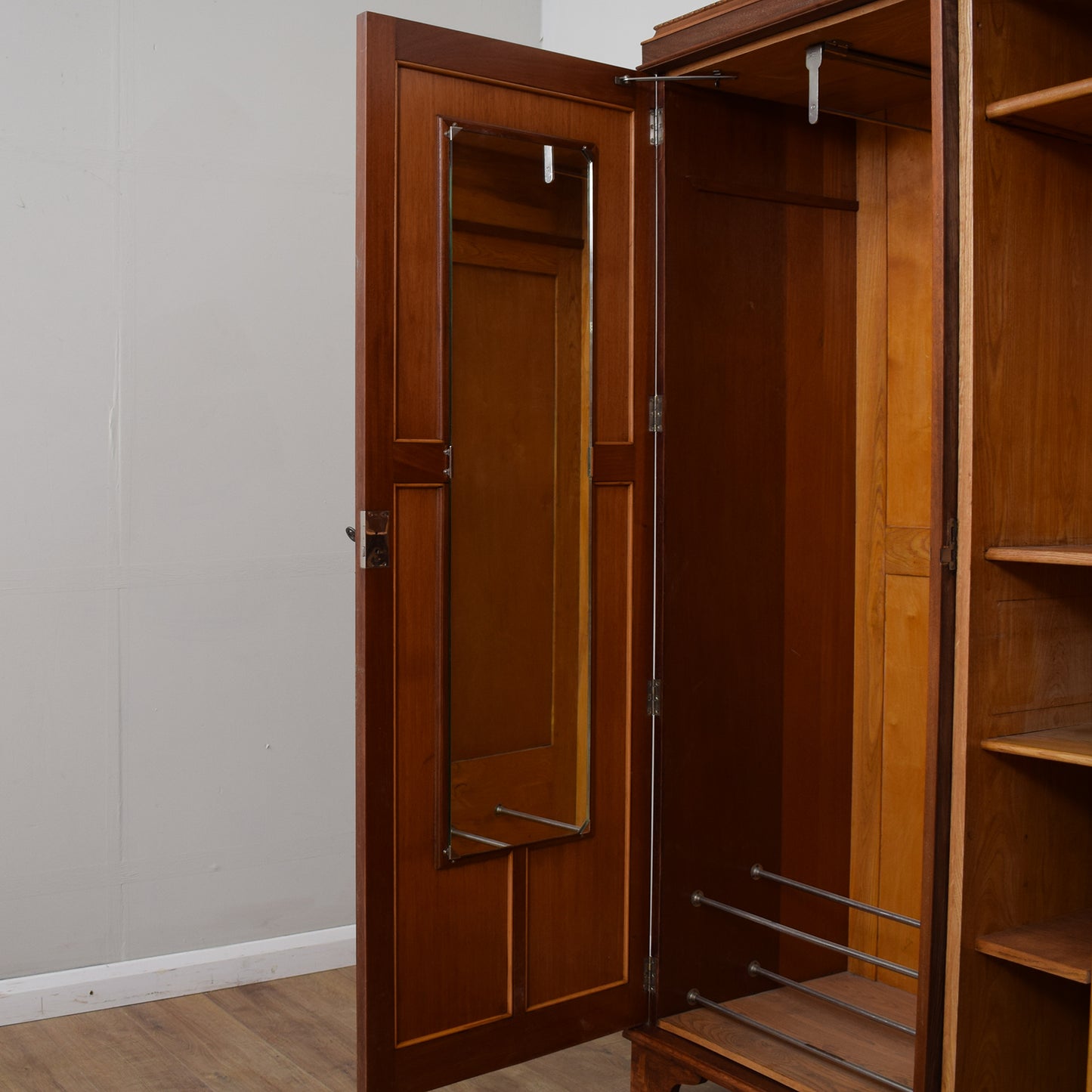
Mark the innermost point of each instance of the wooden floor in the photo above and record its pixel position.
(294, 1033)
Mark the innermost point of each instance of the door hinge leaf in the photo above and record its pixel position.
(657, 413)
(657, 127)
(950, 549)
(651, 974)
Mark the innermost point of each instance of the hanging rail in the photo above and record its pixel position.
(756, 970)
(698, 899)
(758, 873)
(501, 810)
(694, 998)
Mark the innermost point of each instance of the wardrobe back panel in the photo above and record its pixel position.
(758, 532)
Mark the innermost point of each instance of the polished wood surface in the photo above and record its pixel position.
(773, 68)
(269, 1037)
(895, 474)
(480, 964)
(1063, 112)
(1022, 829)
(848, 1035)
(738, 21)
(1055, 745)
(1060, 946)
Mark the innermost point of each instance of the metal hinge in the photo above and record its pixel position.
(657, 127)
(657, 413)
(651, 974)
(654, 697)
(948, 552)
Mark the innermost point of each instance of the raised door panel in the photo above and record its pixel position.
(475, 964)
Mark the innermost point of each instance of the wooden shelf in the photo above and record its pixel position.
(1060, 112)
(1042, 555)
(1072, 745)
(855, 1038)
(1062, 946)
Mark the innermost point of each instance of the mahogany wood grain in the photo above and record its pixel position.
(1055, 745)
(1060, 946)
(1063, 112)
(871, 415)
(772, 68)
(758, 363)
(1042, 555)
(733, 21)
(908, 552)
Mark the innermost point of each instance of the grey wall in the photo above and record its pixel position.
(176, 444)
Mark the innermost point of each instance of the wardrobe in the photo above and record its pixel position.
(724, 475)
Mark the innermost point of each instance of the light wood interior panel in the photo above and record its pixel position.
(895, 474)
(578, 890)
(503, 509)
(880, 1050)
(453, 926)
(1027, 824)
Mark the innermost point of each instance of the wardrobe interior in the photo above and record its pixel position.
(797, 535)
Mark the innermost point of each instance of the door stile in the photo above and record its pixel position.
(657, 215)
(375, 615)
(946, 279)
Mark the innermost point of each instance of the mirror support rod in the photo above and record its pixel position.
(758, 873)
(501, 810)
(716, 76)
(814, 57)
(698, 899)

════

- **Objective**:
Reproduce all of the rows above with every occurrence of "innermost point" changed to "center point" and nothing else altered. Leave out the pictures.

- **Correct result**:
Mark the center point of each instance of the wooden floor in the photo above and record its pixel position.
(294, 1033)
Mark the center point of each instance of the door hinge leaf in the photo above and record its pixel position.
(657, 413)
(657, 127)
(950, 549)
(651, 974)
Mark the center point of each instance of the hanging rail in the photo above and record its pixel position.
(756, 970)
(698, 899)
(758, 873)
(501, 810)
(694, 998)
Mark the center point of each instance of the wardrobe back panel in the photo above and record its pixel position.
(758, 532)
Mark the center point of each instance of the polished wood surface in the photo above and record its pixel position.
(773, 68)
(269, 1037)
(895, 474)
(480, 964)
(1063, 112)
(1022, 829)
(848, 1035)
(738, 21)
(1055, 745)
(1060, 946)
Mark the center point of each instance of the metal hinge in the photo above and record its pixel position.
(657, 127)
(657, 413)
(651, 974)
(654, 697)
(948, 552)
Mark the center point of each instance of the raised door panel in the photo above and record its pixel position.
(475, 964)
Mark the center point of each instance of the wooden shelf in the photo above and record its pixel position.
(1060, 112)
(1042, 555)
(1072, 745)
(855, 1038)
(1062, 946)
Mark the center point of each instance of the mahogany wood grain in the photo above and record its pixel position.
(1055, 745)
(1060, 946)
(1063, 112)
(871, 415)
(772, 68)
(758, 363)
(1042, 555)
(733, 21)
(908, 552)
Mark the center point of each instance of the grey wall in the photo above and record its pixel position.
(176, 444)
Mark the center point of each instance of the wardrobe in the photo above and record its pixel position.
(724, 475)
Mark the center point of each instance of the light wood interior panel in the photo above and record its pixel position.
(895, 474)
(578, 890)
(503, 509)
(880, 1050)
(453, 926)
(1027, 824)
Mark the center point of each instance of the wardrobe interior in the photo above and record its pixel position.
(797, 535)
Mark the center point of each instance of the door stile in the photo above and record its pixel position.
(657, 215)
(375, 615)
(946, 279)
Mark the center point of each instance of the mirror support rod in the photo above and record its pixel position.
(758, 873)
(501, 810)
(716, 76)
(814, 57)
(698, 899)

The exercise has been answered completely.